EXERCISE REQUIREMENTS: Rewrite the entries below, replacing "instance" with "occurrence" and changing nothing else.
-- BEGIN ENTRIES SHOWN --
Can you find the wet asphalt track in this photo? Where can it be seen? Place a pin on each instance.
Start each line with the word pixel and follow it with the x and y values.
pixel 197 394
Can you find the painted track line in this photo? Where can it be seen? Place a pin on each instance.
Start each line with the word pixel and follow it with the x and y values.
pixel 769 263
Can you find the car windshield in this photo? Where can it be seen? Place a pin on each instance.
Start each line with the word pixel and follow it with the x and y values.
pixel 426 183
-- END ENTRIES SHOWN --
EXERCISE SOLUTION:
Can you find the wet asphalt track in this photo? Where can it be seen? Place a pin on each occurrence.
Start each line with the word pixel and follow it with the x and y values.
pixel 197 394
Can you find the painted track line in this photo? Where can it be seen? Place a pin on each occurrence.
Start each line with the word pixel and follow it with the x and y values.
pixel 769 263
Can you find the car windshield in this photo? Where can it be seen? Place a pin on each occurrence.
Start each line with the word pixel and follow it with the x and y values.
pixel 426 183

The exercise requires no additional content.